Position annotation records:
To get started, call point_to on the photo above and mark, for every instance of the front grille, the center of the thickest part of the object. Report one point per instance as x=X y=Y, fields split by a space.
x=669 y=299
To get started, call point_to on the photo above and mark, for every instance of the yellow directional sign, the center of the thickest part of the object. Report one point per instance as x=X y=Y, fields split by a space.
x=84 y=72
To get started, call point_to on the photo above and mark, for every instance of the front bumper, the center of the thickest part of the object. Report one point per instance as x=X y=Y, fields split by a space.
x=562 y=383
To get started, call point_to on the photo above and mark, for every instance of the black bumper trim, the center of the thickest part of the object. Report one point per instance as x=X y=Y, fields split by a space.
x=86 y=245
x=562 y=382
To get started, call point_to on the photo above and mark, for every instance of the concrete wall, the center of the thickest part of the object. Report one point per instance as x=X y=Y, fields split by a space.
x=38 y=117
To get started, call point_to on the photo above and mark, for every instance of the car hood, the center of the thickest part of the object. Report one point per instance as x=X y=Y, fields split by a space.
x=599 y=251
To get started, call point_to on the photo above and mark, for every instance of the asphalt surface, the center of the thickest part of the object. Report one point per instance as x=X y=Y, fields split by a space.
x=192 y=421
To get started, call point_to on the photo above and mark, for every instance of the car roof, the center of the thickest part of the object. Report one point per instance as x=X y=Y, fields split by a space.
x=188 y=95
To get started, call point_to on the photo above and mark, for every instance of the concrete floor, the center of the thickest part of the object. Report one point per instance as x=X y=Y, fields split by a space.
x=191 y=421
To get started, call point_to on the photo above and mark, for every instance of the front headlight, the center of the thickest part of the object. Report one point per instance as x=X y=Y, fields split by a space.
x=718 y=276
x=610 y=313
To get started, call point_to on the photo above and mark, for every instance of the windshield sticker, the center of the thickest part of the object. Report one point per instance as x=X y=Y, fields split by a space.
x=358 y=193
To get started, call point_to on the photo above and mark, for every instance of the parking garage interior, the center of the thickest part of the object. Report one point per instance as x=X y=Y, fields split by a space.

WHAT YOU HAVE TO DO: Could you reproduce every one of the items above word for word, changing nothing?

TASK SOLUTION:
To get started, call point_to on the photo above and mark, for every instance of the front grille, the center of the thickest part of the object. Report one point per instance as x=X y=Y, fields split by a space.
x=669 y=299
To get started, call point_to on the photo above and mark, for every instance of the yellow directional sign, the center of the thickest part of the object. Report one point per instance as x=X y=Y, fields split by a space.
x=84 y=72
To get started, call point_to on the photo above and mark, for every instance of the front bumper, the center of the thickest part of the object. Report one point per instance as x=X y=Y, fields split by a space.
x=562 y=383
To get started, call point_to on the photo above and mark, for every instance of the black bumper trim, the center of the thickest part of the object. Report one point per instance as x=X y=Y, fields split by a space.
x=86 y=245
x=562 y=382
To get started, call point_to on the photo above and mark, for every instance of the concrete wall, the center of the thickest part of the object. Report one point per instance as x=X y=Y, fields split by a space.
x=38 y=117
To get started, call point_to on the photo above and mark, for every instance of the car hood, the center of the thickest part of the object. Report one point per instance as x=X y=Y, fields split by a space.
x=599 y=251
To get started, call point_to on the photo above and mark, for every instance of the asphalt surface, the center of the thickest part of the object. Report one point per instance as x=X y=Y, fields split by a space.
x=192 y=421
To get started, call point_to on the photo above and mark, for every instance of the car roof, the center of the thickest part of the object. Report one point per instance as x=X y=Y, fields split by a space.
x=188 y=95
To get started, call point_to on the photo above and mark, for every instance of the concrete floor, the center of the thickest part of the object. Report one point per instance as x=X y=Y, fields split by a space.
x=191 y=421
To get started, call point_to on the photo above and mark, for every instance of the front headlight, the center of the thickest part of the object. Report one point per instance as x=X y=Y, fields split by a space.
x=718 y=276
x=610 y=313
To get started, call point_to on the photo above and mark, for every instance of the windshield sticker, the center of the thickest part of the object. Report one point per instance as x=X y=Y, fields split by a space.
x=358 y=193
To get started, call point_to on the photo above and mark, for every instance of the parking garage interior, the center of the thickest part of the object. Report one point per instance as x=X y=Y, fields split by a space.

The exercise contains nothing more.